Effects of Insulin Stimulation

• Cell membranes increase glucose uptake, especially in muscle and adipose cells
• Increased glucose is phosphorylated, becoming a substrate for carbohydrate metabolism
• Intracellular vesicles with glucose transport proteins translocate to the cell membranes, facilitating glucose uptake
• Vesicles separate from the cell membrane in 3-5 minutes when insulin is unavailable and return to be used again
• Increased permeability to amino acids, potassium ions, and phosphate ions occurs
• Intracellular metabolic enzyme activity levels change in a matter of 10–15 minutes
• Hours/days later, rates of translation of messenger RNAs and DNA transcription change, allowing insulin to change the cell's enzymatic machinery

Insulin and Carbohydrate Metabolism

• After a carbohydrate-rich meal, blood glucose increases and causes rapid insulin secretion
• Insulin leads to rapid glucose uptake, storage, and usage in tissues, especially the muscles, adipose tissue, and liver

Insulin and Muscle Metabolism

• Muscles typically use fatty acids for energy, not glucose
• Resting muscle membranes are only slightly permeable to glucose unless stimulated by insulin
• Muscles use large amounts of glucose during exercise because muscle contraction increases glucose transporter 4 (GLUT 4) which allows glucose to enter the cell
• With extra insulin, muscles can also uptake glucose during times of high blood glucose

Glycogen Storage

• If muscles are unused after a meal, glucose is stored as muscle glycogen (up to 2–3% concentration)
• Glycogen can be used for later energy needs, including short periods of extreme energy usage and anaerobic bursts

Insulin and Liver Metabolism

• Insulin causes rapid glucose storage in the liver as glycogen following a meal
• Between meals, insulin secretion decreases and glycogen turns back into glucose for release into the blood

Insulin and Liver Metabolism Steps

• Insulin stops the enzyme liver phosphorylase, which breaks down liver glycogen
• Insulin increases the activity of glucokinase to increase glucose uptake
• Inactivation happens when phosphorylating glucose after it goes into liver cells
• Insulin increases activities of glycogen synthesis enzymes (especially glycogen synthase)

Task instructions:
(a) In the passage on insulin, how long do vesicles take to separate from the cell membrane when insulin is unavailable?
(b) Return the part of the passage on insulin that begins at the words "Insulin and Liver Metabolism Steps" and stops after the words "(especially glycogen synthase)".
The listing plays no part in this work.

Dataset entries:
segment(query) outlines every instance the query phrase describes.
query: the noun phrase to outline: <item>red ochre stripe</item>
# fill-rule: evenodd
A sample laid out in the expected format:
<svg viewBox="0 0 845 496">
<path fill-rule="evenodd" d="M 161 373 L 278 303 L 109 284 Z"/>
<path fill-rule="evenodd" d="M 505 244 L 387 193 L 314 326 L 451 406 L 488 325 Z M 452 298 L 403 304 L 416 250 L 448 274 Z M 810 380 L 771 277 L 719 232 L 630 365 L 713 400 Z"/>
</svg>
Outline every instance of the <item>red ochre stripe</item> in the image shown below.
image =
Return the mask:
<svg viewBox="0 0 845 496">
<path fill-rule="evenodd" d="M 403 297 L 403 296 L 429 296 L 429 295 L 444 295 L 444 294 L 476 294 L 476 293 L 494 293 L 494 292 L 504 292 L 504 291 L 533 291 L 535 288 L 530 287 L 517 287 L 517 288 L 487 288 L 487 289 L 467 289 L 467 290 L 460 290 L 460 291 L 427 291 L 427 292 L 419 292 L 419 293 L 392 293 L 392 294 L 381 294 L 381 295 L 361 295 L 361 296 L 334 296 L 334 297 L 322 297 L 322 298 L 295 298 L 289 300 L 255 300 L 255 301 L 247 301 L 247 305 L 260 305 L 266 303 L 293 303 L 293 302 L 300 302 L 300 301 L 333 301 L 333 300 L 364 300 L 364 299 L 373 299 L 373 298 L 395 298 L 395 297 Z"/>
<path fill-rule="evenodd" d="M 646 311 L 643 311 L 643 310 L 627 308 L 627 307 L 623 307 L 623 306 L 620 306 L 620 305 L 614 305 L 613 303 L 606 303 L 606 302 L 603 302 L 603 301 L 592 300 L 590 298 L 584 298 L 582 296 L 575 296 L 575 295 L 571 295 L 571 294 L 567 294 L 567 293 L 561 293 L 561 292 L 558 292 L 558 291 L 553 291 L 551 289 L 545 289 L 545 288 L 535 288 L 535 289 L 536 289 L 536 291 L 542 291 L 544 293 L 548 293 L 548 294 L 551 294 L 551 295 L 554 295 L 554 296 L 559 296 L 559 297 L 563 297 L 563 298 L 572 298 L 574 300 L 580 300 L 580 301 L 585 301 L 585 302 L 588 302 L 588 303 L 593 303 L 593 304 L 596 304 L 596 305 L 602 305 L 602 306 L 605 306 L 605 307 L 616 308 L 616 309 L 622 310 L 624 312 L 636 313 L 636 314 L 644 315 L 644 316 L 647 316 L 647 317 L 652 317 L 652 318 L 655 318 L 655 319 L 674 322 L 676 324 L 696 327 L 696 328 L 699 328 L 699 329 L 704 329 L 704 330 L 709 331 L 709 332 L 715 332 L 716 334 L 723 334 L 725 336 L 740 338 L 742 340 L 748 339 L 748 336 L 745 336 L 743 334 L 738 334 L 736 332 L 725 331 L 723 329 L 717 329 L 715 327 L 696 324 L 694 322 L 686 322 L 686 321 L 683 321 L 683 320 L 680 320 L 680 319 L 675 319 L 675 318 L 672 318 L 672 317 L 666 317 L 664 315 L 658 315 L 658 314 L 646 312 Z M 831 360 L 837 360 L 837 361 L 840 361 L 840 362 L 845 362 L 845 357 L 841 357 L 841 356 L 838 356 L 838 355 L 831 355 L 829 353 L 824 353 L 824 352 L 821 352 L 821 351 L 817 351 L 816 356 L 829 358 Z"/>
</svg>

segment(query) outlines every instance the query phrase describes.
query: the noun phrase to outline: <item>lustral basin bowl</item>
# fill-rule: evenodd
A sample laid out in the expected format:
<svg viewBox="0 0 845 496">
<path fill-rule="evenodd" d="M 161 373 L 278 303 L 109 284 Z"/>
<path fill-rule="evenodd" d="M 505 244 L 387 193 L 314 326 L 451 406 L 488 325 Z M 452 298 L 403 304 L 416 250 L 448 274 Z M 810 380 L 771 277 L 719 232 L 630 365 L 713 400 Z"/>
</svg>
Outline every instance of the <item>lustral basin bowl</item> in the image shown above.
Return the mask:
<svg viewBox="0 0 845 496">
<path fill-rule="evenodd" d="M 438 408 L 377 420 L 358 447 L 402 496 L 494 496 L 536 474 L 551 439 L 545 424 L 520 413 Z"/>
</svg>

Responses per task:
(a) 3–5 minutes.

(b)
Insulin and Liver Metabolism Steps

• Insulin stops the enzyme liver phosphorylase, which breaks down liver glycogen
• Insulin increases the activity of glucokinase to increase glucose uptake
• Inactivation happens when phosphorylating glucose after it goes into liver cells
• Insulin increases activities of glycogen synthesis enzymes (especially glycogen synthase)